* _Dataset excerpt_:
▬▬▬

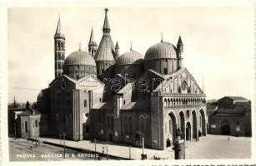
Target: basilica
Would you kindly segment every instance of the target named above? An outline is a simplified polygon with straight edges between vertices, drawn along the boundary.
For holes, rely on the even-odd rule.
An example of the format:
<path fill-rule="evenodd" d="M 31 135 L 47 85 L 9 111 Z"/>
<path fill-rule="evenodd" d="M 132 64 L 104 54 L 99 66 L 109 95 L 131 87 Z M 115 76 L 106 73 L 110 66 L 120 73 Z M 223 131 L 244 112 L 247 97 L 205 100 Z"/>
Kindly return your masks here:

▬▬▬

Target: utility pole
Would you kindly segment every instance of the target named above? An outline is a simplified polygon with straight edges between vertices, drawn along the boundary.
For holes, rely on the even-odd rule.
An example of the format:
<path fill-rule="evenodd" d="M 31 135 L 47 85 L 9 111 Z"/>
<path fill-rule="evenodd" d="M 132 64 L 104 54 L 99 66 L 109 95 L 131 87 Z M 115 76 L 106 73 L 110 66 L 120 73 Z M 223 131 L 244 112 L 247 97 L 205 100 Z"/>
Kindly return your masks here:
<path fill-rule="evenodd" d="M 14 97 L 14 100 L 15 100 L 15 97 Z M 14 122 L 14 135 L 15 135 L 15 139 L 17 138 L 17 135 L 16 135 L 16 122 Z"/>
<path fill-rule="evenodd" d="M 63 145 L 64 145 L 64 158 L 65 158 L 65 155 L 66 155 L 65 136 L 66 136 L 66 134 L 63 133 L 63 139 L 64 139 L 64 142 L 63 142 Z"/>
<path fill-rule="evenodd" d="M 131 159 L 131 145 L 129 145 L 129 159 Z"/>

▬▬▬

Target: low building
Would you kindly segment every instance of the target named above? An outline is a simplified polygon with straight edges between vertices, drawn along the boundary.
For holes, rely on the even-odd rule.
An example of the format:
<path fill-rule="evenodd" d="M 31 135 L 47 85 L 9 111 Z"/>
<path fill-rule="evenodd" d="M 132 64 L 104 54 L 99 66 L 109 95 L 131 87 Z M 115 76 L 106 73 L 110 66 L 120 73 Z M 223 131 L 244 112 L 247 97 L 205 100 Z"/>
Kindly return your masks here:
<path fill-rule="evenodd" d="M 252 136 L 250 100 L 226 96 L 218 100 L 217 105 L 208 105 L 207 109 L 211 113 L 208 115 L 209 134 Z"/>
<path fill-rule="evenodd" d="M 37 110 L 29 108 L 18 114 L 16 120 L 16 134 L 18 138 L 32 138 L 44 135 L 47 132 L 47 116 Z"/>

▬▬▬

Could you switch "boundary" to "border" in the listing's lines, from the line with "Target: utility pole" to the line with "63 145 L 64", and return only those lines with nothing else altered?

Target: utility pole
Would you kindly segment every instance of the target named above? An outline is a simplified polygon with straight edges between vertices, drawn along the border.
For holes, rely on the even-odd rule.
An example of the format:
<path fill-rule="evenodd" d="M 31 135 L 47 85 L 9 111 Z"/>
<path fill-rule="evenodd" d="M 132 64 L 104 54 L 99 66 L 109 95 L 131 87 Z M 115 76 L 106 73 L 110 66 L 120 73 Z M 223 131 L 244 112 L 247 97 L 205 100 Z"/>
Kindly return your masks here:
<path fill-rule="evenodd" d="M 14 97 L 14 100 L 15 100 L 15 97 Z M 14 122 L 14 135 L 15 135 L 15 139 L 17 138 L 17 135 L 16 135 L 16 122 Z"/>
<path fill-rule="evenodd" d="M 63 145 L 64 145 L 64 158 L 65 158 L 65 155 L 66 155 L 65 136 L 66 136 L 66 134 L 63 133 L 63 139 L 64 139 L 64 142 L 63 142 Z"/>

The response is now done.